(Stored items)
##############################

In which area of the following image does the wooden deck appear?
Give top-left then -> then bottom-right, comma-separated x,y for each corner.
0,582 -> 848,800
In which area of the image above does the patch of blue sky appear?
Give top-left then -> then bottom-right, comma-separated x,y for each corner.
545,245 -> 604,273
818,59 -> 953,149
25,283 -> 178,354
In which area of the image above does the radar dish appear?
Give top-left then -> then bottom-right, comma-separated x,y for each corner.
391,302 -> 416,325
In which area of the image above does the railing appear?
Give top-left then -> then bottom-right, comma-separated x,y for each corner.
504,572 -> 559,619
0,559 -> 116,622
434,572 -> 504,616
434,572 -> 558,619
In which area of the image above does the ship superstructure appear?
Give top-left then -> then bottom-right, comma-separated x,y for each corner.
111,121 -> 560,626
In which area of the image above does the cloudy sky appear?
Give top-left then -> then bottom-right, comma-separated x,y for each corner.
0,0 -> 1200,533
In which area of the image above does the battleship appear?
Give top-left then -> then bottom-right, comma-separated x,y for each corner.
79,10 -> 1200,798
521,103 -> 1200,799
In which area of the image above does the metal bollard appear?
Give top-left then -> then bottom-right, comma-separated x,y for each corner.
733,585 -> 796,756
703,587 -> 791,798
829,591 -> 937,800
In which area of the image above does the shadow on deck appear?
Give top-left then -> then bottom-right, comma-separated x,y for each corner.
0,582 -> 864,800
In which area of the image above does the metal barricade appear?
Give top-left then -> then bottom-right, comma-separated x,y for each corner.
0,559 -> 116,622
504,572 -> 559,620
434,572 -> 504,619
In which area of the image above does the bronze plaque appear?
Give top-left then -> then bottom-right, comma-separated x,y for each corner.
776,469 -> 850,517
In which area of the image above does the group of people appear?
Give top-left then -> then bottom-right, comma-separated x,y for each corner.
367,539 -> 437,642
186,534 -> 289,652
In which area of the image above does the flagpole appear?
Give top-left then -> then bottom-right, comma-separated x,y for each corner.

##############################

### DIRECTIVE
Copy the stretch of the material from the line containing "In which area of the image above does the ship" through the line containing "0,582 -> 864,800", with both of those lines included and every line unchanged.

### ANSWER TO THE EXERCISE
In which area of the image above does the ship superstructure appear?
Give top-left then -> then bottom-right, comma-separated x,y for each corner.
111,121 -> 560,626
In which area of the image above does the cloudy sky appear?
Give top-left then -> then bottom-right, comma-separated x,y for each corner.
0,0 -> 1200,533
In which area of the image above does the battleship appear?
Give top-left then -> then bottom-right, comma-separated x,y for each corner.
79,10 -> 1200,798
521,103 -> 1200,799
In which area of the image above does the metal bollard appear?
Give top-left then -> then bottom-right, comma-separated x,y for each corner.
733,585 -> 796,756
703,587 -> 791,798
829,591 -> 937,800
In which area of the image above does the shadow on deck appear?
Give top-left then -> then bottom-right, comma-separated x,y for each corner.
0,582 -> 864,800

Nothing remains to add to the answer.